Goal — Rewrite the listing below, changing each "Spot" to "Locate" and leaving every other character untouched.

Material for the task —
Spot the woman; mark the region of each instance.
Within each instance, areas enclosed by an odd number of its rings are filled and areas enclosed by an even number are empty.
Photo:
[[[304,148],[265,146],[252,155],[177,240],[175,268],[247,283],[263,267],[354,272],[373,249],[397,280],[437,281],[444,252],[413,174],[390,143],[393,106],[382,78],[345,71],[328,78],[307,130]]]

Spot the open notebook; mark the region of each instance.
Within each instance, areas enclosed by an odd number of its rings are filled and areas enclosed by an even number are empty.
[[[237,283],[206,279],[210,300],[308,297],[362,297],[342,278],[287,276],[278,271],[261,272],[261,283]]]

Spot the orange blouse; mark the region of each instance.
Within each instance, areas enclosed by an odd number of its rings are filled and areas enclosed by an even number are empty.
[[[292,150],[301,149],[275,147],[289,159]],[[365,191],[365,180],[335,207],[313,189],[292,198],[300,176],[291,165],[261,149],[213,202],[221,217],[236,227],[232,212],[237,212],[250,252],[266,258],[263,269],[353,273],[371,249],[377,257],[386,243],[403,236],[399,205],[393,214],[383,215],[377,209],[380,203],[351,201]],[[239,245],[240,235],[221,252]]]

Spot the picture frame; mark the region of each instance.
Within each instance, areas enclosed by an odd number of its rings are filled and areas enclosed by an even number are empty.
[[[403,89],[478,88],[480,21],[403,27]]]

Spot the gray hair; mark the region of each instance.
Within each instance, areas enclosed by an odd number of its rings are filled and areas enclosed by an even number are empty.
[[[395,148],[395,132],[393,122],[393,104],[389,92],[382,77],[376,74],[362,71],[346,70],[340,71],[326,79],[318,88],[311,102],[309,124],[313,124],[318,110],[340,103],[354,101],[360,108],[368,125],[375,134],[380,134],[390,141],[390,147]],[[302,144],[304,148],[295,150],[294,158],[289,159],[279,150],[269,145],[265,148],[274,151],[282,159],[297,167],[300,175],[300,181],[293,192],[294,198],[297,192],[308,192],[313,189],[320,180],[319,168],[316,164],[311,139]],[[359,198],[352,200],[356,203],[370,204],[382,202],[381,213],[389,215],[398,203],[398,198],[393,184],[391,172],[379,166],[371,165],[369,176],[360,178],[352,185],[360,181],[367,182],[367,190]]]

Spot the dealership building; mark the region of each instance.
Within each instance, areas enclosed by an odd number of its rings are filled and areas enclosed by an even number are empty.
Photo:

Task answer —
Locate the woman; mark the region of each instance.
Within each instance, areas enclosed by an odd number of its rings are filled and areas enclosed by an even number are empty.
Photo:
[[[304,148],[265,146],[252,155],[177,240],[175,268],[247,283],[263,267],[354,272],[373,249],[397,280],[437,281],[444,252],[413,174],[390,143],[393,106],[382,78],[345,71],[328,78],[307,130]]]

Locate the open notebook; mark the region of each instance.
Within each instance, areas enclosed by an odd number of its rings are filled and areas enclosed by an even number are empty.
[[[237,283],[206,279],[210,300],[308,297],[362,297],[342,278],[287,276],[278,271],[261,272],[261,283]]]

Locate the orange blouse; mark the region of each instance.
Within each instance, areas enclosed by an odd number of its rings are filled and areas enclosed by an even number are empty.
[[[292,150],[301,149],[275,147],[289,159]],[[365,191],[365,180],[335,207],[313,189],[292,198],[300,176],[291,165],[261,149],[213,202],[221,217],[236,227],[232,212],[237,212],[250,252],[266,258],[263,269],[353,273],[371,249],[377,257],[386,243],[403,236],[399,205],[393,214],[383,215],[377,209],[380,203],[351,201]],[[239,245],[240,235],[221,252]]]

Locate the picture frame; mark the region of each instance.
Within each instance, areas enclosed by an odd number of its rings are filled and areas enclosed by an even number are empty.
[[[403,89],[478,88],[480,21],[403,27]]]

Locate the gray hair; mark the region of each instance.
Within each instance, areas enclosed by an odd number of its rings are filled and areas enclosed by an even number are empty.
[[[395,148],[395,132],[393,122],[393,104],[389,92],[382,77],[376,74],[362,71],[346,70],[340,71],[326,79],[318,88],[311,102],[309,124],[313,124],[318,110],[340,103],[354,101],[360,108],[368,125],[375,134],[380,134],[390,141],[390,147]],[[302,144],[304,148],[295,150],[294,158],[289,159],[279,150],[269,145],[265,148],[274,151],[282,159],[297,167],[300,175],[300,181],[293,192],[294,198],[297,192],[308,192],[313,189],[320,180],[319,168],[316,164],[311,139]],[[359,198],[352,200],[356,203],[370,204],[382,202],[381,213],[389,215],[398,203],[398,198],[393,184],[391,172],[379,166],[371,165],[369,176],[360,178],[352,185],[360,181],[367,182],[367,190]]]

Locate the dealership building; mark the region of each instance.
Within each instance, areas enclosed by an odd number of its rings are filled and areas enclosed by an even number are empty.
Photo:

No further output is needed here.